- **EXERCISE BRIEF**:
Your copy should match the records exactly, except that it contains no pictures.
====== RECORDS TO USE ======
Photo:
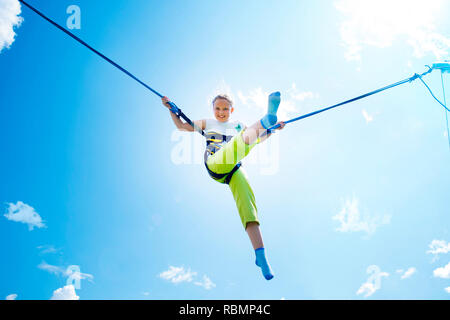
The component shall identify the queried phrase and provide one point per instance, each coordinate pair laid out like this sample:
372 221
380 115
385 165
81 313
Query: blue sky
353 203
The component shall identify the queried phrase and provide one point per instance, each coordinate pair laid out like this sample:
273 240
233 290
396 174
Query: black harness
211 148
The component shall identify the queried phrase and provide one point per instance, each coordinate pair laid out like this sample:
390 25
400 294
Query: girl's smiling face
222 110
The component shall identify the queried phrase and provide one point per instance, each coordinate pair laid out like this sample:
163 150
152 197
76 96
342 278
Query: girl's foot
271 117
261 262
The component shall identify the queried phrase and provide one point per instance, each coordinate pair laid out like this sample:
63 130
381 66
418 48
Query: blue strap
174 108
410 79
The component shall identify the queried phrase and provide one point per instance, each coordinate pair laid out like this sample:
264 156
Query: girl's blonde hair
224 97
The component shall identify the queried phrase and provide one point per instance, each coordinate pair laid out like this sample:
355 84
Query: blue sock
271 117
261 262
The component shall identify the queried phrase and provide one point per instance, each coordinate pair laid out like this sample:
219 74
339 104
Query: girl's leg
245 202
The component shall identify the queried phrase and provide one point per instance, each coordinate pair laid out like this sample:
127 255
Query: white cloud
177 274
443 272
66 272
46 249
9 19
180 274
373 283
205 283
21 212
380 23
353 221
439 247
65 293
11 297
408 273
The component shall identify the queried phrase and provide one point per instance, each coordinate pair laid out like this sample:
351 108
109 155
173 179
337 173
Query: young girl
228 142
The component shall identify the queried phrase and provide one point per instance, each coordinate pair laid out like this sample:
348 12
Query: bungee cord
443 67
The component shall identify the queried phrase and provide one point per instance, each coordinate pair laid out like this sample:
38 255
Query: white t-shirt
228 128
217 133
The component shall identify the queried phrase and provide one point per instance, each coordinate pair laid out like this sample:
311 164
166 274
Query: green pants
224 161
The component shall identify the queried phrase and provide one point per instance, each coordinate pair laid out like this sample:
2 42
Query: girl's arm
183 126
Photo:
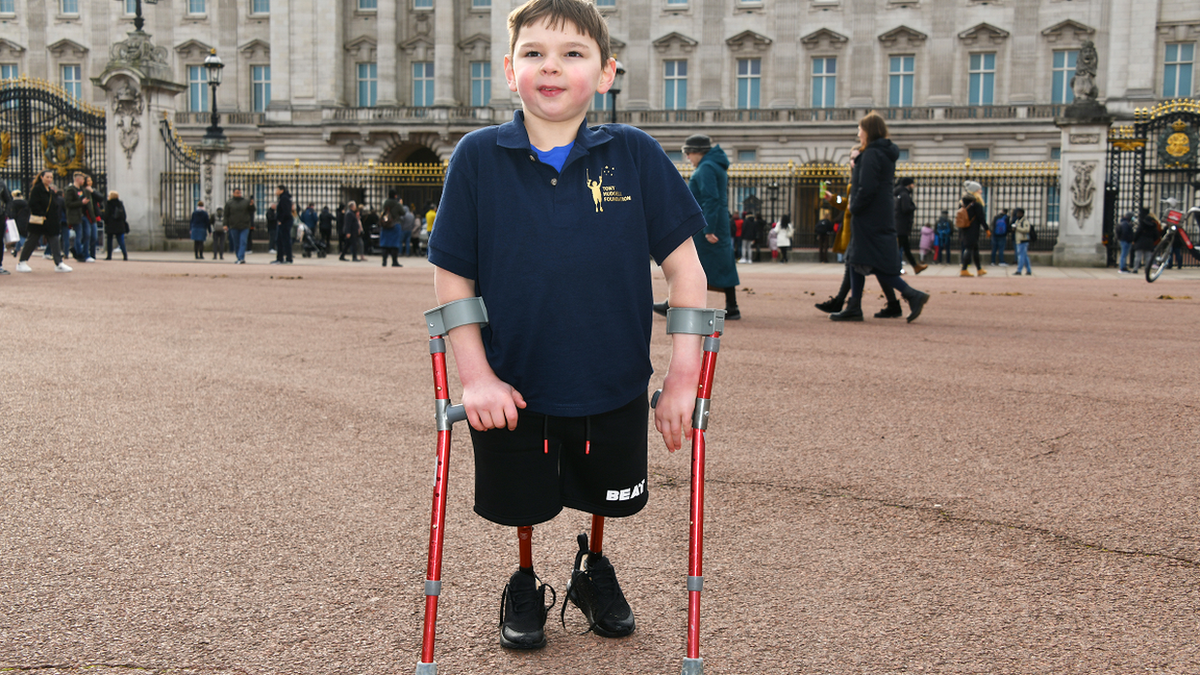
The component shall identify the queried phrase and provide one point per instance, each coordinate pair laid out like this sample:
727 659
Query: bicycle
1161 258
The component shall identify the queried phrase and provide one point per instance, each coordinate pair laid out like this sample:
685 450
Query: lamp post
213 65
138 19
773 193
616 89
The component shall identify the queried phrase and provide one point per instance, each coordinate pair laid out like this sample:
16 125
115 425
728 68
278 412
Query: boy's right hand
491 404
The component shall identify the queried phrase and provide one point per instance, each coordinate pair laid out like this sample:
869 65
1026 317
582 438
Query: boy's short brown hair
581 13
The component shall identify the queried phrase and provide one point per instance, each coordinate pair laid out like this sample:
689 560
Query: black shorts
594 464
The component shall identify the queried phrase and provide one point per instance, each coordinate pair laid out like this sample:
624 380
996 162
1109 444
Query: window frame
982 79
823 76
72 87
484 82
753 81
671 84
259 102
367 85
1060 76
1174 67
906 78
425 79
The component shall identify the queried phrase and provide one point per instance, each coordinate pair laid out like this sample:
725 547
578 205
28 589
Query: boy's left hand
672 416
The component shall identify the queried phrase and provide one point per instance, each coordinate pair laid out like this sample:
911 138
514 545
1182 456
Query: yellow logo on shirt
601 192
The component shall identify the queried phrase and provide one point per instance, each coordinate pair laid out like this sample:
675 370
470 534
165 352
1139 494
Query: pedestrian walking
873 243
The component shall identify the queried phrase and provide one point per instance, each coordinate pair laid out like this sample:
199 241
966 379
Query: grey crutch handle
======
- **ANSWER TO THIS EXERCISE**:
Photo:
The component shall identify the queried phrase and provide one point per instance, each coordinate pair laid out like this sample:
372 221
380 115
385 165
81 313
Query: blue sky
353 203
The component shall identify the queried phrase and provide one point per instance, each coordinate pair laid out like this sample:
273 240
233 290
396 174
Query: black harness
211 148
The component shall identify the queried phrase and provide one point per instance, each coordinate pair laid out like this sample:
390 25
400 294
Query: girl's smiling face
222 110
The component shall identify the queried phrase and provide one point per instance, each coordinate pair laid out like this sample:
163 150
152 197
76 96
342 278
Query: girl's foot
271 117
261 262
The component shall identify the queried phrase and provide one point per instance, each coordinate pair laid out like this sample:
63 130
381 66
418 48
Query: blue strap
174 108
410 79
The component shall identify the queried phrase and provide one point per instance, each coordinate pair laid out like this sample:
264 156
Query: girl's blonde hair
224 97
The component shall identify the queried phrase and provide one point per instance, each coordinate pair laid out like this sample:
355 84
Query: blue sock
271 117
261 262
The component shall identify the queried phrase and provide one point per instance, each coordinate pair laid out like this sample:
219 74
339 104
Query: girl's leg
245 202
The component shall identify the queried phrase and provide one point per instance, each coordinate pair laid out like this sample:
127 255
Query: white cloud
177 274
443 272
66 272
46 249
9 19
180 274
373 283
205 283
21 212
380 23
353 221
439 247
65 293
11 297
408 273
The component shall identify the queried phrase and provide one point per instance, each coordinate pair laid out like this sample:
351 108
109 155
173 179
337 173
Query: young girl
228 142
The component shall identify the queried phrase and provide one point per instance, each coordinate pair laid out like this sample:
348 12
Query: bungee cord
443 67
The component shall identify the queried phrase and provide one point per instance, each coordinate pair laid out like this sample:
38 255
Query: white t-shirt
228 128
217 133
The component shall identify the queried phrase and provide one point per instance, each coordinate pair laid out like this sample:
311 164
166 274
Query: green pants
224 161
The component shall identify the queried phrase and provide one point per instance, each coordinate pair laid out like this sample:
2 42
Query: girl's arm
183 126
Photo:
The component shall identify the queried phrase and provide one point per instance, each coordinate pair laid out like this sample:
727 659
Query: bicycle
1161 258
The component shall identify the queried phrase and provide one point per instance, each coordinate pair laid out like this sample:
685 450
Query: lamp post
213 65
138 19
773 193
616 89
The component shall identify the queried phrase and provide one point per instance, each coordinate pair laid out like this sample:
16 125
115 425
728 68
278 412
Query: boy's right hand
491 404
The component shall identify the queried phrase and provide one point per instance, each coordinate pair laid out like this sample:
869 65
1026 317
582 438
Query: boy's short brown hair
581 13
The component shall identify the queried phrase and provide one point per instance, each coordinate pair laid out like this sample:
689 560
Query: black shorts
594 464
The component shall identify the queried phrase and provide one point per instance, each coordinate pair laid out like this sample:
624 380
996 162
1109 444
Query: window frame
982 79
823 76
72 87
484 82
753 81
671 84
259 102
367 85
1060 76
1174 67
906 78
425 79
The component shall identify the queried phrase and provide one point per instance, each coordinate pair laid out like this sample:
725 547
578 205
28 589
Query: boy's left hand
672 416
The component shall identify the queried phrase and provide one point per instance, each coordinate pair laid out like this sample:
911 138
514 545
1182 456
Query: yellow logo on shirt
601 192
The component shall identify the queried phrase and provide one point per instance, each coordinate pair laid out like this sample:
675 370
470 534
165 352
1139 494
Query: pedestrian walking
873 243
The component shall identify the queried phrase and provide one point per instance, each coordinate pair laid out like this sample:
199 241
966 379
Query: grey crutch handle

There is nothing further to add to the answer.